(Entries taken from a collection)
——————————

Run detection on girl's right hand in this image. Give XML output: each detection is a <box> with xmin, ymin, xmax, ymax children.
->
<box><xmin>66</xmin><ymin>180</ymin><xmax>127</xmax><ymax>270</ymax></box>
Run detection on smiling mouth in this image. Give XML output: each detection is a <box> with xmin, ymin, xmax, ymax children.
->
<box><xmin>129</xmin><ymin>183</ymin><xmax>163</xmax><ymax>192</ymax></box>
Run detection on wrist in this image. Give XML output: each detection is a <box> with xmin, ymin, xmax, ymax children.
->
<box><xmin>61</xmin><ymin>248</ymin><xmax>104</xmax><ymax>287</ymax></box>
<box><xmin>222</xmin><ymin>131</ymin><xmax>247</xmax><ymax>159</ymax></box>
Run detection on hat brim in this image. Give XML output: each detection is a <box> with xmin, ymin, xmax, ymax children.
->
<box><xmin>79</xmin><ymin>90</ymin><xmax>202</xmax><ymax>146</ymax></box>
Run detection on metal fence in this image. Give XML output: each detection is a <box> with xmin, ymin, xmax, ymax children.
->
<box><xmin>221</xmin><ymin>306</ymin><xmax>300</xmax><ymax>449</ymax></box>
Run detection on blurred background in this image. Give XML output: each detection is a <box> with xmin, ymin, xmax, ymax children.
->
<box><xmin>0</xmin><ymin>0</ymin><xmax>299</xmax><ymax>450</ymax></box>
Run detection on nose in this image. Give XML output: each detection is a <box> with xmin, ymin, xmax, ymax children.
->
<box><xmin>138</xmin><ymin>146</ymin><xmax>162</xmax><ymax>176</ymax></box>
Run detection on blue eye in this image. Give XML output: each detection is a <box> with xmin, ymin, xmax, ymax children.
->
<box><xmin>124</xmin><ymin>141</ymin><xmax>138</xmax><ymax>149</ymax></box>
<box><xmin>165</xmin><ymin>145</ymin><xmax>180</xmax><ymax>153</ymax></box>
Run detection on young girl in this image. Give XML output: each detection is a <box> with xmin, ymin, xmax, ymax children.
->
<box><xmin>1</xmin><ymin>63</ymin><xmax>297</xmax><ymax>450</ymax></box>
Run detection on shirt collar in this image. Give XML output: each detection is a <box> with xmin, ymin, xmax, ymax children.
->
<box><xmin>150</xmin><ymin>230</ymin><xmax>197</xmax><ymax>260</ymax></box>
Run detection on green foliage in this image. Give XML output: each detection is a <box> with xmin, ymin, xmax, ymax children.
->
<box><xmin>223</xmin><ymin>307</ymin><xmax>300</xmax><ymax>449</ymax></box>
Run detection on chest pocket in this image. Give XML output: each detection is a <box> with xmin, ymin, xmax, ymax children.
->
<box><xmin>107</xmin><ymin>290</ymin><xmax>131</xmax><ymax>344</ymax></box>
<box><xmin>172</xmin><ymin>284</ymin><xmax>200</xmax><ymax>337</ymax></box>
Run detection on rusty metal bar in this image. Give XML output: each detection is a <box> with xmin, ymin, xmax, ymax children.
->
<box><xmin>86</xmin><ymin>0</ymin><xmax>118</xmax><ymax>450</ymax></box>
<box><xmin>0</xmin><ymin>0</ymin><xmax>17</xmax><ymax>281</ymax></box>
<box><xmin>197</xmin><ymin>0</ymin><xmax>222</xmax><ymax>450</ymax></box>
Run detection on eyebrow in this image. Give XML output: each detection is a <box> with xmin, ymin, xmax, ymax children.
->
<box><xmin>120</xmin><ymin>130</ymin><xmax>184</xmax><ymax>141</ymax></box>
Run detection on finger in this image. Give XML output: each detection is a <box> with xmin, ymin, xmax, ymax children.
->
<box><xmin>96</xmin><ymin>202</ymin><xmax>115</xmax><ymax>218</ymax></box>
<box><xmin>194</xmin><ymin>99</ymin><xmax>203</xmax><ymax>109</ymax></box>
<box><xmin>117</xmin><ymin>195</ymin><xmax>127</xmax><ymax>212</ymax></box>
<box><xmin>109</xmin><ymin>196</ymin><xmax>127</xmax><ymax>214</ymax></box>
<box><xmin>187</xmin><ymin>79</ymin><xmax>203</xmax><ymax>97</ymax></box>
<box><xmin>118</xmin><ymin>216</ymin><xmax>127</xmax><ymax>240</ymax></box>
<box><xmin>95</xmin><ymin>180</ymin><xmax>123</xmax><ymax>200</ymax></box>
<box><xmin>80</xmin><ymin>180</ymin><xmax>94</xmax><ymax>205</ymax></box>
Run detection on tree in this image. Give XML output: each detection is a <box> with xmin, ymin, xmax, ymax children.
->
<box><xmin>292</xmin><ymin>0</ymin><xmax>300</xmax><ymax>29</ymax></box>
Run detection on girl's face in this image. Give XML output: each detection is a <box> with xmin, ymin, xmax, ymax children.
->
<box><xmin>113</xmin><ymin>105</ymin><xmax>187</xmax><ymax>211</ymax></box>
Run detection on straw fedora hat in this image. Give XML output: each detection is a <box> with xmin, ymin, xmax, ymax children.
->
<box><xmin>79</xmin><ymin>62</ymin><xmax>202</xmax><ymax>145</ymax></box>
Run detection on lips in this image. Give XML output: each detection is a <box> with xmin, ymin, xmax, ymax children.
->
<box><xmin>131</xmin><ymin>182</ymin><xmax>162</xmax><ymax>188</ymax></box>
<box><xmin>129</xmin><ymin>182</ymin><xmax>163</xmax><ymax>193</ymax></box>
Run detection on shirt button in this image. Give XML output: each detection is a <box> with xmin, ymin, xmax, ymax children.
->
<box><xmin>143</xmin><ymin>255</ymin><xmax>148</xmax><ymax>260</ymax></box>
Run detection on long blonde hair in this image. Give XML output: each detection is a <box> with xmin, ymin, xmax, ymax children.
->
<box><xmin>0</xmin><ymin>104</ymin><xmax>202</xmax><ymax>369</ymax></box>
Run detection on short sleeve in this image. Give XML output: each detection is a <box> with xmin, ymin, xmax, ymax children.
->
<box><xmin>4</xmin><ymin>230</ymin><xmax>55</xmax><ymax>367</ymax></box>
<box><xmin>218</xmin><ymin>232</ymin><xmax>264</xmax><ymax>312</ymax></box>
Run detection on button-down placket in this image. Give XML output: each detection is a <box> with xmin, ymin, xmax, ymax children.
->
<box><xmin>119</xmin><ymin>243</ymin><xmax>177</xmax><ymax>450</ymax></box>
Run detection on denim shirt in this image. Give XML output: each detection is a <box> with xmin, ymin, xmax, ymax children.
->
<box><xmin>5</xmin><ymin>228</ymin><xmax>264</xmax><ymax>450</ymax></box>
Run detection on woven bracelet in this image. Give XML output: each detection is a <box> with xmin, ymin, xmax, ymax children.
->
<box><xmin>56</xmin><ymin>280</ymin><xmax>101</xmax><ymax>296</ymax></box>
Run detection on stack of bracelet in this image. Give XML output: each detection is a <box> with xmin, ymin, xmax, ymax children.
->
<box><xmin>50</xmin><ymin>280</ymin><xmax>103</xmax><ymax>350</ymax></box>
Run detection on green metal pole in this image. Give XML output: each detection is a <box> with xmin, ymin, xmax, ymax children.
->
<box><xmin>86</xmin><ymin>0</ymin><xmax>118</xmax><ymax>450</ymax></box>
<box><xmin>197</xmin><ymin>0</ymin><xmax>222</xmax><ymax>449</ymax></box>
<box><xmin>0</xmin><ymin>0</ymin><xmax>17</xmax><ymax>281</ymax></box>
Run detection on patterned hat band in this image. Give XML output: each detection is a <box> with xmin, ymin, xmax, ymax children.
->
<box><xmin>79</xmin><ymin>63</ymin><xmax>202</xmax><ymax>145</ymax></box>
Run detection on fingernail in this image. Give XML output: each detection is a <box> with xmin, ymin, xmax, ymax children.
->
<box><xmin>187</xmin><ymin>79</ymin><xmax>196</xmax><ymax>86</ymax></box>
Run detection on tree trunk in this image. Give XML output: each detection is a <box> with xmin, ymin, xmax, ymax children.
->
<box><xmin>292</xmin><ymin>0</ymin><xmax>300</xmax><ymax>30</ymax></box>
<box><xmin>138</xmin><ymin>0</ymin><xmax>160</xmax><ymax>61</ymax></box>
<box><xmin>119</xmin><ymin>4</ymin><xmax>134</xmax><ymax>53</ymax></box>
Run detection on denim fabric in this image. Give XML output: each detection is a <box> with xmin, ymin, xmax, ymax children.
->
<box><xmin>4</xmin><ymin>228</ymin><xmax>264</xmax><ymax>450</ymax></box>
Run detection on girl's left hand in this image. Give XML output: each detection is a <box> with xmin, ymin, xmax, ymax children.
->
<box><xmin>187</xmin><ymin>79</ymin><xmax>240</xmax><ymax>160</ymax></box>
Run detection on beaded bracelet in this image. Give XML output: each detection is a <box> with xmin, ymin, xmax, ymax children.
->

——————————

**Prompt:**
Among the entries above, locate the lines containing "Run detection on shirt collar" and "Run detection on finger in", and transcribe exactly those two lines and all lines between.

**Final answer:**
Run detection on shirt collar in this image. Give XML output: each detection is a <box> with xmin, ymin, xmax, ymax children.
->
<box><xmin>150</xmin><ymin>230</ymin><xmax>197</xmax><ymax>260</ymax></box>
Run detection on green foliage in this image. Give XML output: each detection is a <box> with xmin, ymin, xmax, ymax children.
->
<box><xmin>223</xmin><ymin>307</ymin><xmax>300</xmax><ymax>449</ymax></box>
Run detection on chest pocket in this image. Give XML output: each detection is a <box> with xmin, ymin, xmax, ymax children.
->
<box><xmin>107</xmin><ymin>290</ymin><xmax>131</xmax><ymax>344</ymax></box>
<box><xmin>172</xmin><ymin>284</ymin><xmax>200</xmax><ymax>337</ymax></box>
Run detection on rusty metal bar in this image. Give XML output: each detection is a <box> with xmin, ymin, xmax, ymax children.
->
<box><xmin>86</xmin><ymin>0</ymin><xmax>118</xmax><ymax>450</ymax></box>
<box><xmin>0</xmin><ymin>0</ymin><xmax>17</xmax><ymax>281</ymax></box>
<box><xmin>197</xmin><ymin>0</ymin><xmax>222</xmax><ymax>450</ymax></box>
Run detection on eyebrow in this image. Give XML output: each detection is a <box> with xmin, ymin, xmax, ymax children.
->
<box><xmin>120</xmin><ymin>130</ymin><xmax>184</xmax><ymax>141</ymax></box>
Run detection on finger in this image. Give XML output: each detection is a <box> with xmin, ymin, xmax, ymax children.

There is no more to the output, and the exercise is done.